- [Written task]
Rescale the rows from the line containing "identify every bare" through the end of the rows. Reproduce only those lines, requests included, and multiply each bounding-box coordinate in the answers by 0.75, rounding to whole numbers with halves rounded up.

======== Materials provided ========

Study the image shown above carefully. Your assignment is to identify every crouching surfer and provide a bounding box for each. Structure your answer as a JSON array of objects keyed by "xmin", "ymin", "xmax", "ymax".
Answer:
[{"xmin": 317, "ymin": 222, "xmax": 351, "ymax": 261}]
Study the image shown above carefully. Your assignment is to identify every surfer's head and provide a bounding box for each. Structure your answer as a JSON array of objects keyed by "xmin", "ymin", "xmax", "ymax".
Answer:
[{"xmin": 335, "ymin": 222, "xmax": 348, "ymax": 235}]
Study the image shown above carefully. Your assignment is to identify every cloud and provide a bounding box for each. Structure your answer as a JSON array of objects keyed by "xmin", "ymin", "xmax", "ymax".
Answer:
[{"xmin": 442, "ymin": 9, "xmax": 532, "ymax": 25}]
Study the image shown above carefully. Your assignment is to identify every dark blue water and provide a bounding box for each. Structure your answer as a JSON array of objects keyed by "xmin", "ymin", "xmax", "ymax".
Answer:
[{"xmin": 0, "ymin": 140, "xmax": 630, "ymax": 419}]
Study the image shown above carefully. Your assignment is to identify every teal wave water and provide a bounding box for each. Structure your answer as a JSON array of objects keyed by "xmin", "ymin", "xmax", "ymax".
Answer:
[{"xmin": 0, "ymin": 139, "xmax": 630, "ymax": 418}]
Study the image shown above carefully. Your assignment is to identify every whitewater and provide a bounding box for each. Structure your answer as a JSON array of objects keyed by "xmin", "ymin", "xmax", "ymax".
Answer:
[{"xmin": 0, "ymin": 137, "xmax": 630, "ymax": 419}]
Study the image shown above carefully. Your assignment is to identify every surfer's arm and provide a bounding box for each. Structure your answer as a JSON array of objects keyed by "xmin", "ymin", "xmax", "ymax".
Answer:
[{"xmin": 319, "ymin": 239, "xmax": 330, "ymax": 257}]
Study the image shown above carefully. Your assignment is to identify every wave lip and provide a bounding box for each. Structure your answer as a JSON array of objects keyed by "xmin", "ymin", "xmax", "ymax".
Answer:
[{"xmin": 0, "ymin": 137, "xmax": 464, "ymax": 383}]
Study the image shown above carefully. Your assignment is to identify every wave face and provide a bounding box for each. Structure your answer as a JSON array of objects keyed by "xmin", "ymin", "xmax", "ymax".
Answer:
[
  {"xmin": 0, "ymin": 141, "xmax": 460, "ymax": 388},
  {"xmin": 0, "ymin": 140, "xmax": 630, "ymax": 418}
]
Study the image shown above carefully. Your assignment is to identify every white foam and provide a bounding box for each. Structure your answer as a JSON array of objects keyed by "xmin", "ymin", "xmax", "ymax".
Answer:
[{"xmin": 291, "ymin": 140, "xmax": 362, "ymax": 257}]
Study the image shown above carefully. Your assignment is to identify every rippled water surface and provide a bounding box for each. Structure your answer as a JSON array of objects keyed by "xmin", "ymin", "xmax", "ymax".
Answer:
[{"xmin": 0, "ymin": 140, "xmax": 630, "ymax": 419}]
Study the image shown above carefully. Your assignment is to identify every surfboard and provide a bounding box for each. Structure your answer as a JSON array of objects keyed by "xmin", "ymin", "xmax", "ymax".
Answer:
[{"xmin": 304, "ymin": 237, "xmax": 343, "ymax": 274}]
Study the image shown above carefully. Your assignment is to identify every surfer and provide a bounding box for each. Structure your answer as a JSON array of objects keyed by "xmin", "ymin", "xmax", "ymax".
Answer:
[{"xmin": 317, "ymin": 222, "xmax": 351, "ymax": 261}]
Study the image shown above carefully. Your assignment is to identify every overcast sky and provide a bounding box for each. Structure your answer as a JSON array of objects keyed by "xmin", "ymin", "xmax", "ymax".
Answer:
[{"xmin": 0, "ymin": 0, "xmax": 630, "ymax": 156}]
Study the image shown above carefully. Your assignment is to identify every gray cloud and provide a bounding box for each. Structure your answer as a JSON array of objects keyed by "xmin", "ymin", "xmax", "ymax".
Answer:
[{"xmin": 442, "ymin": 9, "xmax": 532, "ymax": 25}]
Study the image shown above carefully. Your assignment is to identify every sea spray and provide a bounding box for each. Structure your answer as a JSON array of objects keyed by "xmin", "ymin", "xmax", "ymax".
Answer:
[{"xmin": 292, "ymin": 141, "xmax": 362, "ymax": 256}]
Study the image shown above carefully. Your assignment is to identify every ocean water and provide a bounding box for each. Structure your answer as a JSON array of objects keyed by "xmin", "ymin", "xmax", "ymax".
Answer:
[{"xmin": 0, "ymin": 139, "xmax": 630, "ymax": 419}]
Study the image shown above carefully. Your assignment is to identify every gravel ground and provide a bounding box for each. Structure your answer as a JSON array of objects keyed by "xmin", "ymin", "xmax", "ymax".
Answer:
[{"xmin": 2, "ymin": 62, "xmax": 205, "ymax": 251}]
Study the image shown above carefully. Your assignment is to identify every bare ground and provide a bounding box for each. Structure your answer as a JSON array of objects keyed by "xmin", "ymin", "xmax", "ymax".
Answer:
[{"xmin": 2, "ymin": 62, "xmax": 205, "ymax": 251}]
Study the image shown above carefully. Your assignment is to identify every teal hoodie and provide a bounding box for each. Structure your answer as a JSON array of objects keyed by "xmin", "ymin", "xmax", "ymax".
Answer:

========

- [Result of this task]
Study the image shown above carefully. Your assignment is to identify every bare ground and provide a bounding box for each. Structure your answer as a JSON array of objects keyed by "xmin", "ymin", "xmax", "ymax".
Answer:
[{"xmin": 2, "ymin": 47, "xmax": 154, "ymax": 188}]
Study the image shown above carefully. Your assignment is to identify every teal hoodie and provide a bounding box for each. Structure your answer as a JSON array of objects keyed by "xmin", "ymin", "xmax", "ymax".
Answer:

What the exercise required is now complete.